#### Task prompt
Find the line that contains "In this exercise you will mark the chair back". Then set down that line and all the lines after it, to the end of the records, exactly and with nothing added.

#### Exercise material

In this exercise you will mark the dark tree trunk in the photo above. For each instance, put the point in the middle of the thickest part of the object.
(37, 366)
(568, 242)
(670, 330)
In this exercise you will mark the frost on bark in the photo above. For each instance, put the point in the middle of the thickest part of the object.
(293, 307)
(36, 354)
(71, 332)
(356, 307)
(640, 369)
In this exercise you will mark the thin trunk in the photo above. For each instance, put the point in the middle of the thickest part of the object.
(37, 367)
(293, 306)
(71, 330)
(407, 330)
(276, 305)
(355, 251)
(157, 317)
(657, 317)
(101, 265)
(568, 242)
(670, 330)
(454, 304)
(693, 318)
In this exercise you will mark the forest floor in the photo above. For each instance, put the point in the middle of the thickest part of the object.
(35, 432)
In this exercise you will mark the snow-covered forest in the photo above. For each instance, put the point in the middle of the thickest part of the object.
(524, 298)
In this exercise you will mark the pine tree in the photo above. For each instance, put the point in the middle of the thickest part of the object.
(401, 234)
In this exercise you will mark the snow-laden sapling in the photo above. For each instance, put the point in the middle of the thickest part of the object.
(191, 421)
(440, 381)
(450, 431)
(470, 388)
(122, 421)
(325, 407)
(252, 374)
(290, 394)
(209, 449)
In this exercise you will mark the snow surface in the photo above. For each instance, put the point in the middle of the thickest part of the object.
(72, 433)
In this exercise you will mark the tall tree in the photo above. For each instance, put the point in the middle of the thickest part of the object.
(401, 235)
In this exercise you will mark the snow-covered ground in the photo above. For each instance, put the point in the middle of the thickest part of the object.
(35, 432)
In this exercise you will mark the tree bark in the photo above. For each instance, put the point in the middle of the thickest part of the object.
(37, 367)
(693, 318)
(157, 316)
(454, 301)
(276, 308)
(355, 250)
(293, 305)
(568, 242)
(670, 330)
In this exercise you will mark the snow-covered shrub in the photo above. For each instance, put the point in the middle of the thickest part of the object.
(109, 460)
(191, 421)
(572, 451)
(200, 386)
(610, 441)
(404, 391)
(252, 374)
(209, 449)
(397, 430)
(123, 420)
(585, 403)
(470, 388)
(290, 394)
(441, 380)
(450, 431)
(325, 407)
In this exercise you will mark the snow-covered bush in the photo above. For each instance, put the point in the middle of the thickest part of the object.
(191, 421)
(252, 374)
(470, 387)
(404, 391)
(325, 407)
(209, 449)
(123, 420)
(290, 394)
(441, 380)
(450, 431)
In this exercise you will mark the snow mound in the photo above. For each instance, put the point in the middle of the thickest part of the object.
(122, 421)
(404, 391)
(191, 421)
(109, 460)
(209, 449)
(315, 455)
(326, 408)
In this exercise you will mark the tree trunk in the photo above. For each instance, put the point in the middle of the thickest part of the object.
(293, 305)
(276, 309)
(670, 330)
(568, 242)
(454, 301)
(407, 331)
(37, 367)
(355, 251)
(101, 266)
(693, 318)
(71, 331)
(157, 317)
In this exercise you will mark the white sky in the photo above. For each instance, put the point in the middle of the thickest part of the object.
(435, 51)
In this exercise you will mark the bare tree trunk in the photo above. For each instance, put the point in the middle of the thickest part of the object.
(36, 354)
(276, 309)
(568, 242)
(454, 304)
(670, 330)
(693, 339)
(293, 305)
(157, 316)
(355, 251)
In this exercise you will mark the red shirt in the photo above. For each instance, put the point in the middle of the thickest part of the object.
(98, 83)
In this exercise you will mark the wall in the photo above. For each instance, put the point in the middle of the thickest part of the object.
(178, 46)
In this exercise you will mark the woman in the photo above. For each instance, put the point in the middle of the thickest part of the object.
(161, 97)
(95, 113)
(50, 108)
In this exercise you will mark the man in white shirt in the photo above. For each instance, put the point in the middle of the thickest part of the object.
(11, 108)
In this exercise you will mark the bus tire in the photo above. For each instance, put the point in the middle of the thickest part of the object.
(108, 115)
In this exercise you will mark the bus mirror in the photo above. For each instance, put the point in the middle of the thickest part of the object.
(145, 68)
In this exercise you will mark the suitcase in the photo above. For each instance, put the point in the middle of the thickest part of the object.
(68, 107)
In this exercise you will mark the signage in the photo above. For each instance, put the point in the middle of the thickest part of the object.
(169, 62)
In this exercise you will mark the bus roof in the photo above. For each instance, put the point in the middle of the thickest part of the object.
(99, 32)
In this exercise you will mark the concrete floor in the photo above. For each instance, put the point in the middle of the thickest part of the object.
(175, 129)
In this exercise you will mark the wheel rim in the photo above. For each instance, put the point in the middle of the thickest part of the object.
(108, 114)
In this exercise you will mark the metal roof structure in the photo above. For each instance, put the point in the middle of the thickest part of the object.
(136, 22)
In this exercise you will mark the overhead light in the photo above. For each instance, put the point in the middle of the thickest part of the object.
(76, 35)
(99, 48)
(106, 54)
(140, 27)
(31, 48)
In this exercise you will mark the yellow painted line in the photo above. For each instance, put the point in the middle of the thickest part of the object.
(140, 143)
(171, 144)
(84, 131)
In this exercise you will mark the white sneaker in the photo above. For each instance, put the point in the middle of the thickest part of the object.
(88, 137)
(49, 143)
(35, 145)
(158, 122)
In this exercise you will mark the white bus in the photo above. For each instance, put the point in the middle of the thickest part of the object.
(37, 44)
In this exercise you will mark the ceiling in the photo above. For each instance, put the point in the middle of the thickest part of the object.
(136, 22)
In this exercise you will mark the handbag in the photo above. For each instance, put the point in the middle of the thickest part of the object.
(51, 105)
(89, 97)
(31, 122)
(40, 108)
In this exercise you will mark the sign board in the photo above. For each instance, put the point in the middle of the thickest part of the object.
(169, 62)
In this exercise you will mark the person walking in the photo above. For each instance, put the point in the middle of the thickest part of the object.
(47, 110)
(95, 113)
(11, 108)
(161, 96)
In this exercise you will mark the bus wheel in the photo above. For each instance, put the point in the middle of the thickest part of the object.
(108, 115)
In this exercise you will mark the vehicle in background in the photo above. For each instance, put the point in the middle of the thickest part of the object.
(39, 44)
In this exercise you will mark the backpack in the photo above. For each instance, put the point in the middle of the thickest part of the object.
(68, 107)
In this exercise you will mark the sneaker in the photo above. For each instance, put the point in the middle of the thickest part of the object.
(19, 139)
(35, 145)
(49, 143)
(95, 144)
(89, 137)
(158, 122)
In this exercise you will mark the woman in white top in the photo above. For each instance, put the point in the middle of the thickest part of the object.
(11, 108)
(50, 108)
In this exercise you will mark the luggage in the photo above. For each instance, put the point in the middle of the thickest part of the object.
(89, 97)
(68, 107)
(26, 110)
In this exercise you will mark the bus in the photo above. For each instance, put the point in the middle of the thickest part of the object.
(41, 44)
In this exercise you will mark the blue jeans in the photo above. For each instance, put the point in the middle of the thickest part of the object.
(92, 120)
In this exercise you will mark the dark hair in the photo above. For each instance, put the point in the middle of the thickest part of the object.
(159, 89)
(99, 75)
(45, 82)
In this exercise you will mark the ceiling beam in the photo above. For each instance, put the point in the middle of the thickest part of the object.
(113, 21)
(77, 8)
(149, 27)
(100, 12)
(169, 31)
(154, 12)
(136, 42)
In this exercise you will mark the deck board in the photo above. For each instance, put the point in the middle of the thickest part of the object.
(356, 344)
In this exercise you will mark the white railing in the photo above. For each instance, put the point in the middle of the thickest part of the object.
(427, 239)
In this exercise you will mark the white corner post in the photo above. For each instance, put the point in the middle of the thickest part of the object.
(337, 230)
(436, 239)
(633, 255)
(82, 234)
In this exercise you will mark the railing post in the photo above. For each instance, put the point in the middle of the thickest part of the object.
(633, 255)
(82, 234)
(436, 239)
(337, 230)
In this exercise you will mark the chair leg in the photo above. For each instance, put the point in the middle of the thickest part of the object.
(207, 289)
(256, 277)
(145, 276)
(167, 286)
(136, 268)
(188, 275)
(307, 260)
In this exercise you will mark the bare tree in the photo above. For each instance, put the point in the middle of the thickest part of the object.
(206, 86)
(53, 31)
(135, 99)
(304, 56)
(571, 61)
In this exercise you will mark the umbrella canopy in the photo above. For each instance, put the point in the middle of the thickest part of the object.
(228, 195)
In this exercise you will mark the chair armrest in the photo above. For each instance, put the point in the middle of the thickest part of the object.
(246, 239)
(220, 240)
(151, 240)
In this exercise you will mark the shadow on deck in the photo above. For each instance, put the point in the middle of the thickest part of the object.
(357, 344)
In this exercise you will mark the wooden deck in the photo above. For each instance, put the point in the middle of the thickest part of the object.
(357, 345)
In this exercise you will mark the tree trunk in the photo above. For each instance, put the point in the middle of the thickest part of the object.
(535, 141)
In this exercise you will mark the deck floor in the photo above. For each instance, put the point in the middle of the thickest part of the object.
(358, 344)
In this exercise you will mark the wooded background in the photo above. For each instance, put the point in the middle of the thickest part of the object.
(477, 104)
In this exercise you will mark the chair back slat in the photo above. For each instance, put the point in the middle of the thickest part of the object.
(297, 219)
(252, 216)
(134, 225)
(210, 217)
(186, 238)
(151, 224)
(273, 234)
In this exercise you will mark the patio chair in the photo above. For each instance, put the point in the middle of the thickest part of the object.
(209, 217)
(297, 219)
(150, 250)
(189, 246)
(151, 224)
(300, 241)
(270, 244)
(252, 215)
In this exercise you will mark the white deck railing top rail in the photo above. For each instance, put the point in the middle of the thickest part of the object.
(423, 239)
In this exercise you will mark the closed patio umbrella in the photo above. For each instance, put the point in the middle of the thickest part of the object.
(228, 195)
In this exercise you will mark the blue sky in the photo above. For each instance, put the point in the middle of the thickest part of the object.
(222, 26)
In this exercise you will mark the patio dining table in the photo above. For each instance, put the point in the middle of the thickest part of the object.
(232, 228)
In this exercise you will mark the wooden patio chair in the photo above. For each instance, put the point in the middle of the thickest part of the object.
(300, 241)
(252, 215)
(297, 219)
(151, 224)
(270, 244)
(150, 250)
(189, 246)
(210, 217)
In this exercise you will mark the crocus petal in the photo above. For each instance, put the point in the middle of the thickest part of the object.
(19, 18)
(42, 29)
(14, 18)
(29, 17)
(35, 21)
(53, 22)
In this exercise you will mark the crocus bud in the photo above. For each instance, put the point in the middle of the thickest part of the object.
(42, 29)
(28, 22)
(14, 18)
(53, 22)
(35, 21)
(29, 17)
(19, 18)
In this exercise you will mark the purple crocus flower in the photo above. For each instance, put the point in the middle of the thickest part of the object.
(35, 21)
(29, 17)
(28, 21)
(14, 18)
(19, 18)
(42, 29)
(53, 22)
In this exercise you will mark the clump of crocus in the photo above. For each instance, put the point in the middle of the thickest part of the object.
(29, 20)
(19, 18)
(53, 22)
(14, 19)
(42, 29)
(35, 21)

#### Solution to the problem
In this exercise you will mark the chair back slat in the photo above. For each instance, put the point in the middle of the thickest part of the object.
(297, 219)
(252, 216)
(134, 225)
(210, 217)
(186, 238)
(151, 224)
(273, 234)
In this exercise you will mark the patio chair in the photo above. For each instance, put the point in the middle of the thickest part of the object.
(209, 217)
(297, 219)
(150, 250)
(189, 246)
(151, 224)
(300, 241)
(270, 244)
(252, 215)
In this exercise you will mark the white deck railing top rail in the photo above. For each instance, put the point in the middle of the thickest part of the object.
(423, 239)
In this exercise you will mark the closed patio umbrella in the photo above. For each instance, put the point in the middle of the thickest part of the object.
(228, 195)
In this exercise you will mark the blue sky in the photo above. For each instance, put the point in the middle of the thickest part of the object.
(222, 26)
In this exercise you will mark the patio dining table in the photo above. For each instance, put the point in the middle of the thickest part of the object.
(232, 228)
In this exercise you will mark the wooden patio chair in the photo above. For each instance, put the point in the middle of the thickest part of the object.
(300, 241)
(252, 215)
(297, 219)
(151, 224)
(270, 244)
(150, 250)
(189, 246)
(210, 217)
In this exercise you will mark the crocus petal in the photo above. For each instance, put the point in the middle of the thickest part of the object.
(19, 18)
(42, 29)
(14, 18)
(29, 17)
(35, 21)
(53, 22)
In this exercise you will mark the crocus bud in the photo above. For each instance, put the point in the middle of the thickest part of the object.
(42, 29)
(28, 22)
(14, 18)
(53, 22)
(35, 21)
(29, 17)
(19, 18)
In this exercise you will mark the purple crocus flower in the photo above. For each instance, put the point in the middle of the thickest part of the object.
(35, 21)
(29, 17)
(28, 21)
(14, 18)
(19, 18)
(42, 29)
(53, 22)
In this exercise you will mark the clump of crocus in the photo above. For each instance, put the point in the middle of the thickest part of the object.
(29, 20)
(19, 18)
(53, 22)
(14, 19)
(42, 29)
(35, 21)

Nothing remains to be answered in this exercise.